* begin Source *
This Week in Tabloids: Amanda Bynes Is Not Crazy, Says Amanda Bynes


Welcome back to Midweek Madness! This week, Kristine Gutierrez had the honor of heading to the newsstand to pick up the latest issues of Ok!, In Touch, Us, Star, and Life & Style. She assists as we go on a vision quest, searching for meaning in the tabloids. Today: A former nanny for the Kardashians spills non-scandalous “secrets”; Kanye is already over Kim; Kate Middleton bought a blue pram; and Amanda Bynes says she’s not crazy.


“Yes, We’re Having A Baby!”

Blake Shelton and Miranda Lambert are not having a baby, but they’re considering it, just like how Amanda Bynes is probably considering stripping (she’s not). Their busy lives have forced them to express their libido through emojis, and endless rumors about Adam Levine’s shitty influence on Blake’s flirtatious habits have strained their relationship. But both apparently feel super ready to have a baby, or as Lambert states it: “run into a each other in the hallway and something’s going to be created.” If that’s how babies are made, we’re all pregnant, right? Farrah Abraham and Angelina Jolie have something in common: both are starving themselves to get thinner. Apparently Farrah is now subsiding on a diet of money, attention and lots of penis. Both of their kids are kind of freaking out about their absence during meals. Sad. Kristen Stewart and Kim Kardashian’s families are total douchebags, but we already knew that. Apparently, Kristen and her mom gang up on RPatz ALL THE TIME and tease him about his manners. The couple can never bang because RPatz always has laundry to do or the mom teases his dick or something. Meanwhile, when it comes to Kanye and the Kardashians, Yeezy is So Appalled because they’re Creepers and he Heard Em Say Through the Wire that the KimYe relationship is Family Business. He’s asking for Mercy and Kim’s like mmmkay. Lastly: Backstreet Boys got a star on the Hollywood Walk of Fame. How timely.

Grade: F (seeing a white light after drinking cyanide-laced Kool-Aid)

Life & Style

“I’m Back In A Bikini!”
* end Source *
→ **Exercise objective**: Name every magazine the tabloid roundup says was picked up at the newsstand. The records that come next are separate material and have no connection to the tabloid roundup.
* begin Extracted records *
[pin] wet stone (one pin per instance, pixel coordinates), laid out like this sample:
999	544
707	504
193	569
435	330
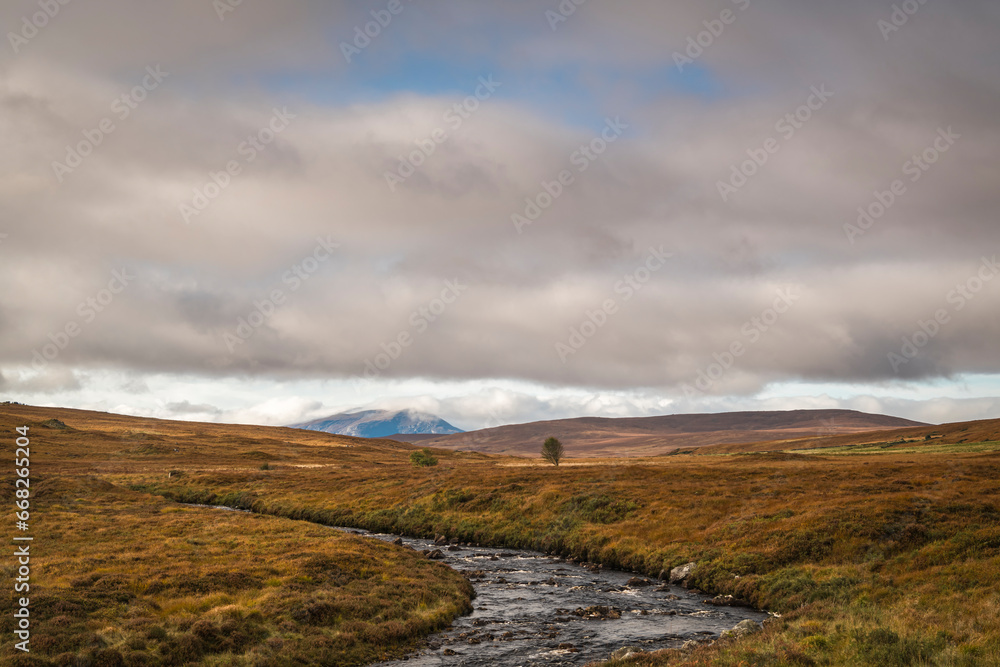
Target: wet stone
533	609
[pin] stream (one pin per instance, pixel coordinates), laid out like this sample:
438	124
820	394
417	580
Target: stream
533	609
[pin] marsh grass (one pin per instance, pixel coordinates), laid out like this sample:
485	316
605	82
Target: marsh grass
888	557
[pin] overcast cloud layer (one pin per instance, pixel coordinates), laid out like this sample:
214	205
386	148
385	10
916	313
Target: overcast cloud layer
661	273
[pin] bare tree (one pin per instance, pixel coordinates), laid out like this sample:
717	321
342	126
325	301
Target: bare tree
552	451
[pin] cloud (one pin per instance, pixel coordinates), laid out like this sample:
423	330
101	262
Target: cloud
324	177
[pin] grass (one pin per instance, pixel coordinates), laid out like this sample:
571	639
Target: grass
877	558
901	448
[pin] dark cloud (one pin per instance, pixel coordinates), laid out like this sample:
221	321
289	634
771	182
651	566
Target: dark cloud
656	187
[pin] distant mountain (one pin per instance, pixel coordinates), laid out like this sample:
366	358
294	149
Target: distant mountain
380	424
650	436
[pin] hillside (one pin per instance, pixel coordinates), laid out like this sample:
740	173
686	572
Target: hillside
986	430
885	556
652	436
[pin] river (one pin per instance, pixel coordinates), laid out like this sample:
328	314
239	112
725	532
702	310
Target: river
528	605
532	609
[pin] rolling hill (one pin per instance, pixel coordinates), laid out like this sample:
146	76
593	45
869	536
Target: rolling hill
650	436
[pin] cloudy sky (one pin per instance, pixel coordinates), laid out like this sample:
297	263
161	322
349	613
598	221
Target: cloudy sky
500	212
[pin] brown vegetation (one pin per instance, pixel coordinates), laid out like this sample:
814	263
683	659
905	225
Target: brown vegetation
882	556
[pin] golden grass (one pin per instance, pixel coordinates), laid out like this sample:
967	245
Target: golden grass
874	558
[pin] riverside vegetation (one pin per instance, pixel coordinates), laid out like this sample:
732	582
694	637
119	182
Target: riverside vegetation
882	554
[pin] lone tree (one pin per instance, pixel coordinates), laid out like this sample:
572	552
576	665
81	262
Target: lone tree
552	451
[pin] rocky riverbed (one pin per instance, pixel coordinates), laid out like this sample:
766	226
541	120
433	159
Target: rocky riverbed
533	609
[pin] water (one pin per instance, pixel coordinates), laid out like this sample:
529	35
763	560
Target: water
532	609
525	604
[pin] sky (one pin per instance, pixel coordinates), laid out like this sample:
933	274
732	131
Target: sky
500	212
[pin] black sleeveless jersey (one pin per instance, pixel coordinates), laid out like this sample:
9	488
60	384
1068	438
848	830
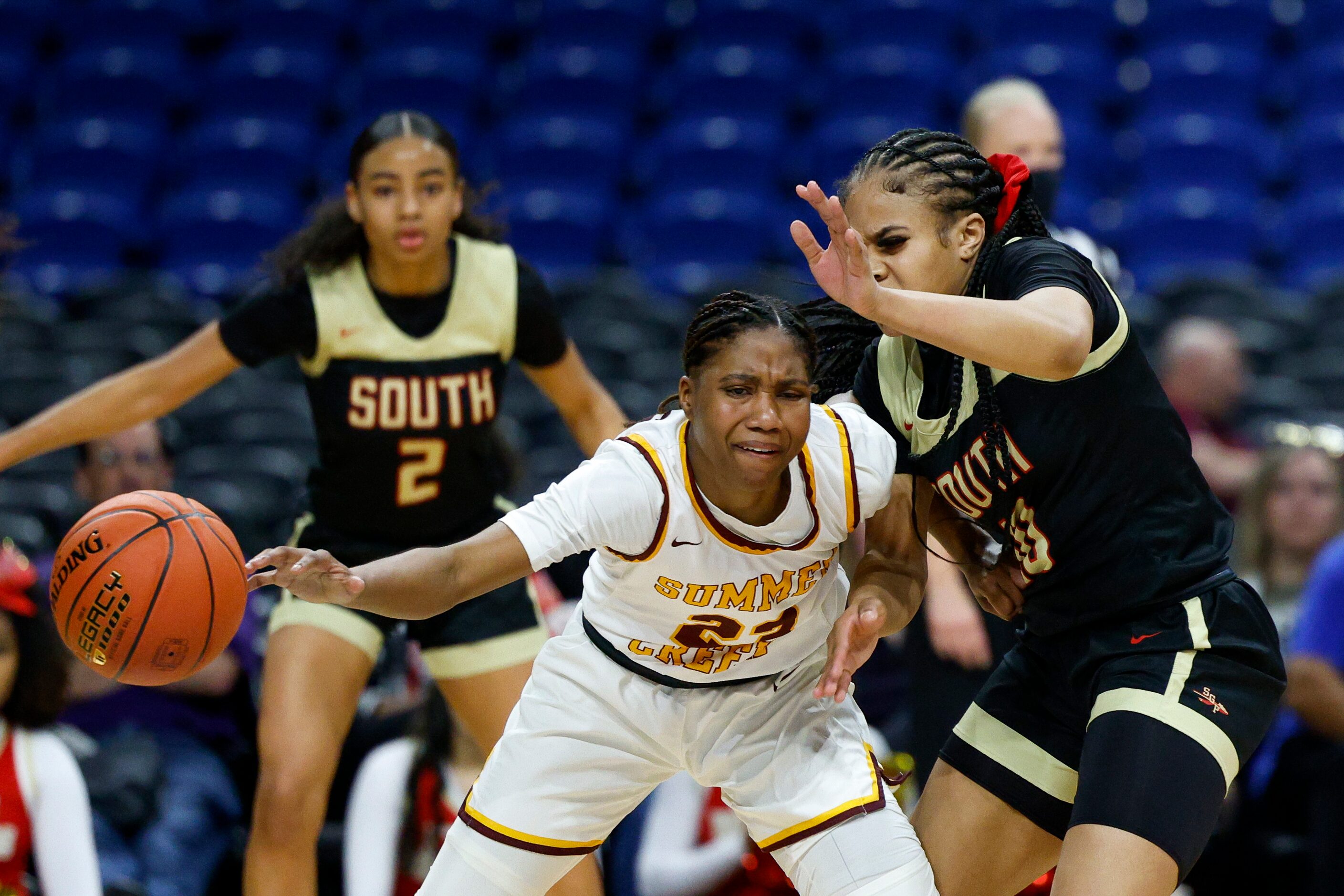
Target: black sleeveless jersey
407	452
1106	511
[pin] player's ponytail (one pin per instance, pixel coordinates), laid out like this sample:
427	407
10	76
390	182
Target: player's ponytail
956	179
333	237
733	313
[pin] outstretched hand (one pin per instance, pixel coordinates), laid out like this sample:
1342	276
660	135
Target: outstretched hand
842	269
853	640
313	575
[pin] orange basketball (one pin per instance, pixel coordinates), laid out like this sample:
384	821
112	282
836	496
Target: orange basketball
148	587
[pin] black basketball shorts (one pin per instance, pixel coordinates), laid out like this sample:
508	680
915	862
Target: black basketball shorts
1139	725
496	630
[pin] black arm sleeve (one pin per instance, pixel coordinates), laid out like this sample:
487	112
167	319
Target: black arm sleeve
1037	262
540	340
272	324
869	391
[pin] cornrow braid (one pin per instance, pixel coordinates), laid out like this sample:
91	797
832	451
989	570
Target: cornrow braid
733	313
949	171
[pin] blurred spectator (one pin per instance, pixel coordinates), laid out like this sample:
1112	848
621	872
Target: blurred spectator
1292	508
43	804
1299	774
166	802
1205	375
1015	116
405	798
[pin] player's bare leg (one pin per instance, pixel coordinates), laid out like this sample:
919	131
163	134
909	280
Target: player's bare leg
978	844
483	704
1108	862
311	687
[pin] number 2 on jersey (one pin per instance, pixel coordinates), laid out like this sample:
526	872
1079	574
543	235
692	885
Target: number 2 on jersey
416	481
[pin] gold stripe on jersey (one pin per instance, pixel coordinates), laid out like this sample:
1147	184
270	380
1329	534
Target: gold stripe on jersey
531	843
481	312
662	528
730	538
873	801
851	476
1167	707
1018	754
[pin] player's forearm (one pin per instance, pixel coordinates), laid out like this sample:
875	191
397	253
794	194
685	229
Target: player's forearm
135	396
1027	338
415	585
898	585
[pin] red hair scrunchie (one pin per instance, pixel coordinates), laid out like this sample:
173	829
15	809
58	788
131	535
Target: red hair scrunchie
1015	174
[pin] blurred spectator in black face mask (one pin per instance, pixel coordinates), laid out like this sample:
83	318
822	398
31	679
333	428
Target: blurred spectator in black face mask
1014	116
1205	375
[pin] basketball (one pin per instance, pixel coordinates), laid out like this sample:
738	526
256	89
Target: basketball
148	587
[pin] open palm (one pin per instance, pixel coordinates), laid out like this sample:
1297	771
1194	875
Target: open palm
842	269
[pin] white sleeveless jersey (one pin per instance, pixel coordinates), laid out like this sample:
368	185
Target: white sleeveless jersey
687	593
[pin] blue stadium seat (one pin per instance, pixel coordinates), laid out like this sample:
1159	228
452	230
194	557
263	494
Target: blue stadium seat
870	74
293	22
134	22
754	21
578	80
562	147
733	78
1086	25
718	151
472	25
97	152
229	206
557	228
1244	23
839	143
1322	23
935	25
1316	234
120	78
248	149
17	68
1319	152
1221	80
1320	77
62	257
690	241
1076	77
272	80
1170	233
613	22
1203	151
421	76
60	205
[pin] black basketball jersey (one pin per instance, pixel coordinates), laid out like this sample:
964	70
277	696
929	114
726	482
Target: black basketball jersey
405	391
1106	510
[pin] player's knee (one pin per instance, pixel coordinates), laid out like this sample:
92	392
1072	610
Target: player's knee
291	802
874	855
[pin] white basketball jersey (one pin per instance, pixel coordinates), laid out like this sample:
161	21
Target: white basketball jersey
706	605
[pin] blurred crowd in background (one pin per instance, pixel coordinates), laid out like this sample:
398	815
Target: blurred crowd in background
644	154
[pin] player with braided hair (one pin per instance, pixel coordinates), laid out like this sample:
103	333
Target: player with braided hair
1146	672
714	615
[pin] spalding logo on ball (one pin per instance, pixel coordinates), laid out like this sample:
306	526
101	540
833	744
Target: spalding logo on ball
148	587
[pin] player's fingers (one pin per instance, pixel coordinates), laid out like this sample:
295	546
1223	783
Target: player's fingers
804	240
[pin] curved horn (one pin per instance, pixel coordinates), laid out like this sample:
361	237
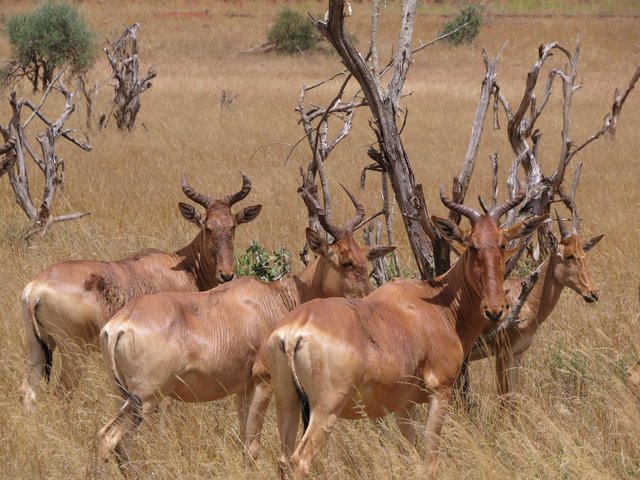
* end Extracted records *
→ **Exercise output**: Ok!, In Touch, Us, Star, and Life & Style